Take every line from the listing below that contains "house".

* * * *

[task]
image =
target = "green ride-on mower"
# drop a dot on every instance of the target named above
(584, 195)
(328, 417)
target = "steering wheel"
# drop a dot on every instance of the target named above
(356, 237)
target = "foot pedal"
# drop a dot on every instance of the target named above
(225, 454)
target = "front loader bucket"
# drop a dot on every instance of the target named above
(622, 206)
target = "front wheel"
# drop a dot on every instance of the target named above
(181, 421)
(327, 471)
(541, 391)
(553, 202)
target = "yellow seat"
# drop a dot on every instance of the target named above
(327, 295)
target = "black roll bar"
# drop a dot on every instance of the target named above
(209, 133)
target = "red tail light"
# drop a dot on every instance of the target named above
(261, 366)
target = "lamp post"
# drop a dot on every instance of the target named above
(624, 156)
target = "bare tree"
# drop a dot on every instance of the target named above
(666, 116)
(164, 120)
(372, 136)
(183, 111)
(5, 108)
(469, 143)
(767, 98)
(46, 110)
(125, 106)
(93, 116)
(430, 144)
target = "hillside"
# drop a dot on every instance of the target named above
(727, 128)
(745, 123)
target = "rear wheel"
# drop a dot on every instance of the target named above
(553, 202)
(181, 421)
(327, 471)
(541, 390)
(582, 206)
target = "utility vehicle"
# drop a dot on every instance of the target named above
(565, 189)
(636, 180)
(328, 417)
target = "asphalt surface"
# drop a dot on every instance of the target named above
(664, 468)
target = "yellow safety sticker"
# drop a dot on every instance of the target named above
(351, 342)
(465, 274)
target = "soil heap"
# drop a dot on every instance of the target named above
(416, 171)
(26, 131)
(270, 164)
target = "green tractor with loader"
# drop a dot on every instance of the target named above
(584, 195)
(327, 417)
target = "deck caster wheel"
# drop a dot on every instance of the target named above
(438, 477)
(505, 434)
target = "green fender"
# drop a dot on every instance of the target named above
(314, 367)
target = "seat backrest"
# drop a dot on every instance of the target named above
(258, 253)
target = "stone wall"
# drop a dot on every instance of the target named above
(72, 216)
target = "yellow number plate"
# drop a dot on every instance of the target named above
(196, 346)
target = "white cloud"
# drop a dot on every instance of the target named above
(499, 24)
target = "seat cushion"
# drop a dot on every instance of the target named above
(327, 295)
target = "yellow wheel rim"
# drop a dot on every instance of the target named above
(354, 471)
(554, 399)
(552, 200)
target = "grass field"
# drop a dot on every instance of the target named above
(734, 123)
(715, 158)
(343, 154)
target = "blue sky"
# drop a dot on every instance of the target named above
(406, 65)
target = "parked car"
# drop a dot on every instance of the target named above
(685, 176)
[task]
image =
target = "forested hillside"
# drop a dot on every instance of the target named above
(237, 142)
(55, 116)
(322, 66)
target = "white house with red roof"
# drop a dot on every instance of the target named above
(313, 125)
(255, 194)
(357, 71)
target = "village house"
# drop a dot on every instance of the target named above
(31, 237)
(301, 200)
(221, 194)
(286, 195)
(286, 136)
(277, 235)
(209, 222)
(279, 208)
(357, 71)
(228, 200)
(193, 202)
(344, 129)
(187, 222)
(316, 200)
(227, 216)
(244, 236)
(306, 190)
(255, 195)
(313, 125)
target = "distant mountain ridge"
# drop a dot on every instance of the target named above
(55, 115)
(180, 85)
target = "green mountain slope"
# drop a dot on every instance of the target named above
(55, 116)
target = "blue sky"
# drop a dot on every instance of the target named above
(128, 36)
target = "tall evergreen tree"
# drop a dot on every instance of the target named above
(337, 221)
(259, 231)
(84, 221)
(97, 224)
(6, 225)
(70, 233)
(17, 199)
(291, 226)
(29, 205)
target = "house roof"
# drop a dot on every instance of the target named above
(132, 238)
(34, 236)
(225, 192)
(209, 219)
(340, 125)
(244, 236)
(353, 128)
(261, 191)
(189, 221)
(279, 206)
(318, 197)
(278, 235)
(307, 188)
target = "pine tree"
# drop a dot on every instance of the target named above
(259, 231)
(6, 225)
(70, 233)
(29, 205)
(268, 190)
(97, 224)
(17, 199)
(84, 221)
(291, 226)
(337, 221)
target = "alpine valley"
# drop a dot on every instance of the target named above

* * * *

*TASK RESPONSE*
target = "white house with red roof"
target = "village house"
target = "house roof"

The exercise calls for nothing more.